____ Provided records
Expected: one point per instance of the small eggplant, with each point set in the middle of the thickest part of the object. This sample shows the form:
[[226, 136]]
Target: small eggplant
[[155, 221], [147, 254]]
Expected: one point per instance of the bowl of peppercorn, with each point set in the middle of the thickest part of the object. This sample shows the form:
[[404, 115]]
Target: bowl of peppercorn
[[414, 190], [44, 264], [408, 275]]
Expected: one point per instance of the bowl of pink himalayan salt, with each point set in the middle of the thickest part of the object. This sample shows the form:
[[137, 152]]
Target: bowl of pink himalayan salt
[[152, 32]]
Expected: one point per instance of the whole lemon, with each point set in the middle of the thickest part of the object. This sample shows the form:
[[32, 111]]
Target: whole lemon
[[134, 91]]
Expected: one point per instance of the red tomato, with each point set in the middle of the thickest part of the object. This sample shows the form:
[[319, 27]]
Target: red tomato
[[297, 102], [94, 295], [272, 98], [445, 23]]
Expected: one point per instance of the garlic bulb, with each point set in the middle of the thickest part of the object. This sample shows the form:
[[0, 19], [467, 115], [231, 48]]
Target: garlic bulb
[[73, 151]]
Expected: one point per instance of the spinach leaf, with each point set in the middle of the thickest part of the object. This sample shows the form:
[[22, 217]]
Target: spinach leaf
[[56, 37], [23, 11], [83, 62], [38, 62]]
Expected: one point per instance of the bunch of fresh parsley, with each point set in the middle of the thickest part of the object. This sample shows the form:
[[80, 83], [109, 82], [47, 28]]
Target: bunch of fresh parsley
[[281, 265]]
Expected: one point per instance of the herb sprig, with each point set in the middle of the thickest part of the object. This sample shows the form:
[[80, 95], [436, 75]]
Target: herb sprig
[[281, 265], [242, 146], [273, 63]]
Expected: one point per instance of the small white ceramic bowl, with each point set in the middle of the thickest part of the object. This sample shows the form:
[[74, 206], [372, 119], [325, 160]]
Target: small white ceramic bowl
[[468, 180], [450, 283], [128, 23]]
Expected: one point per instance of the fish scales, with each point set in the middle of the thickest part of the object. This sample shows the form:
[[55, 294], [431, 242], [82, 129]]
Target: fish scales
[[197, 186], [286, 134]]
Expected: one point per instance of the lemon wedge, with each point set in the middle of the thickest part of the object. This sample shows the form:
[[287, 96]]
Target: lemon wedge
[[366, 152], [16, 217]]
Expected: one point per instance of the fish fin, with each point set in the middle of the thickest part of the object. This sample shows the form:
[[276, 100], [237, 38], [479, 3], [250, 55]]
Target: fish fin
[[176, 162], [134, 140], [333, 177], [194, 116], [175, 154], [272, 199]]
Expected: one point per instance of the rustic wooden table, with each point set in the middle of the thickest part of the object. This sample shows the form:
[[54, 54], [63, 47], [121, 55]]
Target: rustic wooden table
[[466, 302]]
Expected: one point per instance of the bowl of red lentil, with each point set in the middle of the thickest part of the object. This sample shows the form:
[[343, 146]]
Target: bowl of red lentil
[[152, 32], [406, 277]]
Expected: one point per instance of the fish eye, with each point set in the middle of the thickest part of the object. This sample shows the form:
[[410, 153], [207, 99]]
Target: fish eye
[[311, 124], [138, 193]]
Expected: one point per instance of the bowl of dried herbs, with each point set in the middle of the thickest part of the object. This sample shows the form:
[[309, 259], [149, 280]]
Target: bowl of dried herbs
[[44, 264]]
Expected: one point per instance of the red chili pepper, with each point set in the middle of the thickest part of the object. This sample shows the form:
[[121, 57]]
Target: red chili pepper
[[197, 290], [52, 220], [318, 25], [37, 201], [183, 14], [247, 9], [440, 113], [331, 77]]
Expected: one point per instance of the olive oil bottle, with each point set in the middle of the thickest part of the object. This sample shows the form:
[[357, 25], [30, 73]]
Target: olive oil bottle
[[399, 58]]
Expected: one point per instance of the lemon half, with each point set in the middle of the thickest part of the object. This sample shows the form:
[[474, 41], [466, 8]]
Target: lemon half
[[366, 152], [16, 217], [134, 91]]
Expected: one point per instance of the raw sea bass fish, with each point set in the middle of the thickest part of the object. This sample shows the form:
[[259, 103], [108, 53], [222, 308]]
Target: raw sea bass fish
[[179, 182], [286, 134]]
________
# Exercise details
Set out the lines from the start of the records through the line containing "[[73, 151]]" as a numbered list, skipping any blank lines.

# In response
1. Expected: one point per instance of the small eggplant, with each point set in the middle of the thickest part of the object. This sample shows the form:
2. [[226, 136]]
3. Target: small eggplant
4. [[155, 221], [147, 254]]
5. Expected: one point per instance of the bowl of peppercorn, with each point set in the middle of the thickest part of the object. This sample shows the form:
6. [[404, 115]]
7. Target: bowl of peppercorn
8. [[414, 190], [44, 264], [408, 275]]
9. Expected: one point per instance of the bowl of pink himalayan salt, with each point set in the middle of the thickest part of the object. This sample shows the form:
10. [[137, 152]]
11. Target: bowl of pink himalayan salt
12. [[152, 32]]
13. Expected: one point per instance of the whole lemon, with each point set in the middle of the thickest part of the object. This sample shows the form:
14. [[32, 111]]
15. Target: whole lemon
16. [[134, 91]]
17. Expected: one point per instance of the red tomato, with each point set in the middle of the thickest part of the object. This sample shows the form:
18. [[319, 27]]
19. Target: red tomato
20. [[297, 102], [94, 295], [272, 98], [445, 23]]
21. Expected: one point per instance of the garlic bulb, with each point set in the middle of the thickest part of the object. This sample shows the form:
22. [[0, 19], [467, 115], [231, 48]]
23. Target: garlic bulb
24. [[73, 151]]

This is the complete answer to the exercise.